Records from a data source
==============================

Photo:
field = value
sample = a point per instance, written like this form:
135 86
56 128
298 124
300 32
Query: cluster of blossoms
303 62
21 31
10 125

==============================

*Work to be completed*:
Convert every line of the records above into a JSON list of strings, one string per line, and leave out any blank lines.

*Exercise answer*:
[
  "Photo:",
  "field = value",
  "sample = a point per instance, written like this form:",
  "135 86",
  "56 128",
  "298 124",
  "300 32",
  "Query: cluster of blossoms",
  "303 62",
  "21 31",
  "10 125"
]